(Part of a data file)
▼
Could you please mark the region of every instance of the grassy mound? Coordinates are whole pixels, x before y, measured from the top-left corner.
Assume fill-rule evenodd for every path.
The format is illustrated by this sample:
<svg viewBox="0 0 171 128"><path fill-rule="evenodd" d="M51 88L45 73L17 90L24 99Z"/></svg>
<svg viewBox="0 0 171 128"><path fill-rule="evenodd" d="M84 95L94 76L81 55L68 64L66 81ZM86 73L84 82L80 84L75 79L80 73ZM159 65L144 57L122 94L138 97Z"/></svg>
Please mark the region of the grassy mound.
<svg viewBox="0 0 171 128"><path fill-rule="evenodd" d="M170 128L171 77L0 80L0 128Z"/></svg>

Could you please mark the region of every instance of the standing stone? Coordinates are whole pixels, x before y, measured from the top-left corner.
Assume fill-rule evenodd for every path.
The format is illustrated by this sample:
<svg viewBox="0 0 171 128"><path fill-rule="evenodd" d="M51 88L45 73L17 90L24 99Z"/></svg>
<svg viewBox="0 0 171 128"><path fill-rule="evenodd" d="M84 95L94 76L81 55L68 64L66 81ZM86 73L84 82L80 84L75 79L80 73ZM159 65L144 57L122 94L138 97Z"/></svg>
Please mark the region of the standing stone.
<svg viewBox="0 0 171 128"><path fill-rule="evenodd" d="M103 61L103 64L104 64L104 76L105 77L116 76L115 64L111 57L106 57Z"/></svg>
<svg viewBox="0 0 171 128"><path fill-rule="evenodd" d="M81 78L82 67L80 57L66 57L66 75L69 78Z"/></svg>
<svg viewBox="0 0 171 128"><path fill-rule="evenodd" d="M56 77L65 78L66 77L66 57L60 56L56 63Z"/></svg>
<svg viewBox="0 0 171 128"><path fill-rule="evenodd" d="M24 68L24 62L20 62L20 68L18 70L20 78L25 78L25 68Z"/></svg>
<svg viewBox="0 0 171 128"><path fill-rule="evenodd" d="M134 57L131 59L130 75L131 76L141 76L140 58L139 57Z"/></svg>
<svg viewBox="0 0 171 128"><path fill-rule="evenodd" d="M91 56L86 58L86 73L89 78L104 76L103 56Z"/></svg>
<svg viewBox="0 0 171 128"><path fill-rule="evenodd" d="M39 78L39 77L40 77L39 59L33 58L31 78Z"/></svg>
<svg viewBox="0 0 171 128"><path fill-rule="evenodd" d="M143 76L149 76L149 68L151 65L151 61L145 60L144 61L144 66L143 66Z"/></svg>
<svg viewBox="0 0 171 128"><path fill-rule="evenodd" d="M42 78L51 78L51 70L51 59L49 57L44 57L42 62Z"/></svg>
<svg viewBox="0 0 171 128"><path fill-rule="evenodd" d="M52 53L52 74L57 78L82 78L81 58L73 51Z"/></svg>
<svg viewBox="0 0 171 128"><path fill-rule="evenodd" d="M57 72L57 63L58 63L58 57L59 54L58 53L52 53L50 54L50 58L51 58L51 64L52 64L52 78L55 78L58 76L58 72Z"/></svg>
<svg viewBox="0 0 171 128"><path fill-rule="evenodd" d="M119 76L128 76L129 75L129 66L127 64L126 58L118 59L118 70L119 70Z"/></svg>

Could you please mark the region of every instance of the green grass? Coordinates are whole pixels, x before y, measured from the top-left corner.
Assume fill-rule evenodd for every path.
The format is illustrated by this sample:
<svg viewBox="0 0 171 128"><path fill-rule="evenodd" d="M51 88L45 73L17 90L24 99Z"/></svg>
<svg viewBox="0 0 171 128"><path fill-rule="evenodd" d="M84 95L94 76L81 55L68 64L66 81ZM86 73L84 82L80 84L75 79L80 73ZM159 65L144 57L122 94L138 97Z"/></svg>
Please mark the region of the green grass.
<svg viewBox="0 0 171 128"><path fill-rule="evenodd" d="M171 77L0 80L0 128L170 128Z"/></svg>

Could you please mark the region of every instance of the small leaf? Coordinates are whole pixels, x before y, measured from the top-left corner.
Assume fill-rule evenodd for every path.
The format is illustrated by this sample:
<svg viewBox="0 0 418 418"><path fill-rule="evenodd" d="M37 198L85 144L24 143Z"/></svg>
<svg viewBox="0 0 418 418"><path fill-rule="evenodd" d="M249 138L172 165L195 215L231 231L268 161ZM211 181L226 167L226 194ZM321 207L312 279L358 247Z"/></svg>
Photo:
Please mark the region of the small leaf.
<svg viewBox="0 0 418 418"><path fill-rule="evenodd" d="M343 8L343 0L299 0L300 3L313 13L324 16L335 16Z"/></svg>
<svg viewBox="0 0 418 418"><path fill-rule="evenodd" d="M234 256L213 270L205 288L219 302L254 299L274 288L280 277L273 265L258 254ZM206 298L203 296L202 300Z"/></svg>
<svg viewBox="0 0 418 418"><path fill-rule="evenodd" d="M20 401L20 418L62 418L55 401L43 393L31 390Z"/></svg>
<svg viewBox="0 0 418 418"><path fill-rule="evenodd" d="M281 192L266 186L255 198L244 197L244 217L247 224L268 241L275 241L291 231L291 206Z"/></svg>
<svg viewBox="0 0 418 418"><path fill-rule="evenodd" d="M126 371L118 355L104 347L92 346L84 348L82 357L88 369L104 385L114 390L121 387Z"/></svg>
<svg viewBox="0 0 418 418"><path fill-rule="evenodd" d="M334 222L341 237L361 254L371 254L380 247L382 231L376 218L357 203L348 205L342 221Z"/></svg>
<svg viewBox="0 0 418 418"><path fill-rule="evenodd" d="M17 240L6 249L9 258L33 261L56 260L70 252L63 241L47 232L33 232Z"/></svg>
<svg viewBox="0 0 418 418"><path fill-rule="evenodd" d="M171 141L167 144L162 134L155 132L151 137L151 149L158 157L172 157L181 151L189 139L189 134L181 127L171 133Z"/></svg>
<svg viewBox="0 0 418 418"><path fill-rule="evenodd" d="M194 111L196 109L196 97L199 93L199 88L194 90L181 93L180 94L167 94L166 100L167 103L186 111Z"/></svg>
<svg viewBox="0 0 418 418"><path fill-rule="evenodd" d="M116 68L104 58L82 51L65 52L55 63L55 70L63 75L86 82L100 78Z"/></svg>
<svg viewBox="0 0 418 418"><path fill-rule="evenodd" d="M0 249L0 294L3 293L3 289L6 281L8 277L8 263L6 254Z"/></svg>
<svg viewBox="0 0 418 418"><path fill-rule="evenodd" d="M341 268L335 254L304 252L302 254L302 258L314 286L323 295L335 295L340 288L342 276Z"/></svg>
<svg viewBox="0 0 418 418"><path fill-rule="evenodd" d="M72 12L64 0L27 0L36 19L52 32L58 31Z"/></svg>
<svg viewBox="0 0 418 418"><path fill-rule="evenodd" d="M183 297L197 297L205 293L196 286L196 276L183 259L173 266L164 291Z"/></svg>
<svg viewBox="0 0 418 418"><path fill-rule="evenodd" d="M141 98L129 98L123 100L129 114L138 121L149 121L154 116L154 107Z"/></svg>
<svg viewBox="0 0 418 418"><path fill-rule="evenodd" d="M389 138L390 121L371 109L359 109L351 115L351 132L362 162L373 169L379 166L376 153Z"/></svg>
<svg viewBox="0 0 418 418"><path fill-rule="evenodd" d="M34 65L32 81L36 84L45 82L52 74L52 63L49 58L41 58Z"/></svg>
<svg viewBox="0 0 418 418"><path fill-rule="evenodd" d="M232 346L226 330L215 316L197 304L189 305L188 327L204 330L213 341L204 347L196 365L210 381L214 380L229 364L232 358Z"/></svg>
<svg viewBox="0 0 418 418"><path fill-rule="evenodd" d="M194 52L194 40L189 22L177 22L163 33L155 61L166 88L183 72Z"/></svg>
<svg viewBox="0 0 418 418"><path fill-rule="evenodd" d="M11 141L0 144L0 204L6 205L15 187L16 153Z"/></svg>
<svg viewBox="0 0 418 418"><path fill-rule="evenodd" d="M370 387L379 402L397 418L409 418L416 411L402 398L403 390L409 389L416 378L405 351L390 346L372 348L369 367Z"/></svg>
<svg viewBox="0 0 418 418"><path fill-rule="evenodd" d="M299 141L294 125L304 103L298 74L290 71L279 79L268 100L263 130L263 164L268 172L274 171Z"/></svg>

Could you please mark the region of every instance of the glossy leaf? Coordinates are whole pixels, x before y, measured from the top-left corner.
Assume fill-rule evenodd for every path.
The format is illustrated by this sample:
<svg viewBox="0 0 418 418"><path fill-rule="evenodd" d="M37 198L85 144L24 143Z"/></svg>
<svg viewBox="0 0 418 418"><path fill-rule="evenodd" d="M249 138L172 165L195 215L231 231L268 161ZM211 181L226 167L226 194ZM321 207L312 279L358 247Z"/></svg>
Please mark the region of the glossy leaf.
▲
▼
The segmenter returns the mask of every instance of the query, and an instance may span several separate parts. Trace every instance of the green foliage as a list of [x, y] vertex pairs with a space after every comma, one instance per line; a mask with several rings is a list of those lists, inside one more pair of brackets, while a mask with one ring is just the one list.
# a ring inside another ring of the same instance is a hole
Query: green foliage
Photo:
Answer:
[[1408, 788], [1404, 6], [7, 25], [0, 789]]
▲
▼
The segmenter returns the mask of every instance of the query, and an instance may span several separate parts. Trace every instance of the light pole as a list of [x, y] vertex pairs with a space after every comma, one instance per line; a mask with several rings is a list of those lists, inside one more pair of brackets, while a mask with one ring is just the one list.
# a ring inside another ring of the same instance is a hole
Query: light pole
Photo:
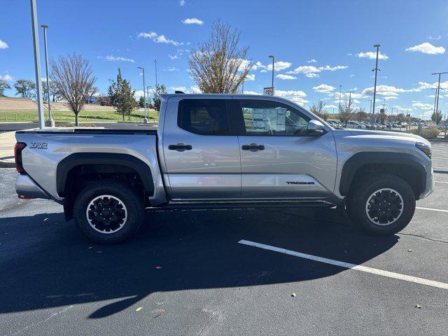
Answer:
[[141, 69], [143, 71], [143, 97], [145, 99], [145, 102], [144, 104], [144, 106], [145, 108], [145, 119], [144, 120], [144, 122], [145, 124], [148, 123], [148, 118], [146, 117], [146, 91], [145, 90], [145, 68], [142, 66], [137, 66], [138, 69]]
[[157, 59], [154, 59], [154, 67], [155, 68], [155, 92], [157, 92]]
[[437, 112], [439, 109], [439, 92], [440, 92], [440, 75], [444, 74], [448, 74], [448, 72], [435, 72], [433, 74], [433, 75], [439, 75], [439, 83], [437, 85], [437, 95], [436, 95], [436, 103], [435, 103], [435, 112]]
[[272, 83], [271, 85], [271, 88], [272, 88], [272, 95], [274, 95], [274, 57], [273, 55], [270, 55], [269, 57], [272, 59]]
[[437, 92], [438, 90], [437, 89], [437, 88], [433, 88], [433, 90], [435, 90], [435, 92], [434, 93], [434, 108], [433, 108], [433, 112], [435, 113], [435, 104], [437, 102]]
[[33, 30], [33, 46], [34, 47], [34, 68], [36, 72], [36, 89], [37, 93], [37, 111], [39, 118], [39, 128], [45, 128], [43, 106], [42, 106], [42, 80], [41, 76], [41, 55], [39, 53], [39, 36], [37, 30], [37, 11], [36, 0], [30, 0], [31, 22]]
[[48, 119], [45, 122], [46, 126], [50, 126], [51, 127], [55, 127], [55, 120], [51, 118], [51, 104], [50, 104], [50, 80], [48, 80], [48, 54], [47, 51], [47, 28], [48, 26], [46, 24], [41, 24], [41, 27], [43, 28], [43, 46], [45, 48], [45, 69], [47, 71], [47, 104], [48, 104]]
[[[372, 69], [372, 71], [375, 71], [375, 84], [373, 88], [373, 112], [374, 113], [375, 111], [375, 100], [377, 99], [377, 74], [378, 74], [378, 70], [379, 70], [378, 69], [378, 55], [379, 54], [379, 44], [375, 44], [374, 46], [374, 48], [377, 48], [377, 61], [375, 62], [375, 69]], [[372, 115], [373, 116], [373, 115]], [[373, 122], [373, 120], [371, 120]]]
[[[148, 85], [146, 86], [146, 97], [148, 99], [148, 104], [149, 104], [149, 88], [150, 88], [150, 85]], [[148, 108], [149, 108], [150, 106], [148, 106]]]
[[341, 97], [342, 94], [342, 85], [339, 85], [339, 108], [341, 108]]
▲
__GIVEN REQUEST__
Swap "region" for "area" in the part of the data that opens with the line containing "the grassy mound?" and closes with the line containing "128L171 77L0 80L0". Give that part again with no other change.

__FINISHED TASK__
Could you please mark the area of every instance of the grassy mound? Coordinates are whole pixels, x before y, measured from the top-left corner.
Assume fill-rule evenodd for every path.
The format is illustrated by this sample:
<svg viewBox="0 0 171 128"><path fill-rule="evenodd" d="M51 88L45 73L17 90L24 99Z"/></svg>
<svg viewBox="0 0 171 128"><path fill-rule="evenodd" d="M84 95L94 76L81 55L68 64L66 81ZM86 73L84 82L80 84L75 79L80 73ZM159 65L144 57L122 94L138 97Z"/></svg>
Please mark the area of the grassy mound.
<svg viewBox="0 0 171 128"><path fill-rule="evenodd" d="M170 128L171 77L0 80L0 128Z"/></svg>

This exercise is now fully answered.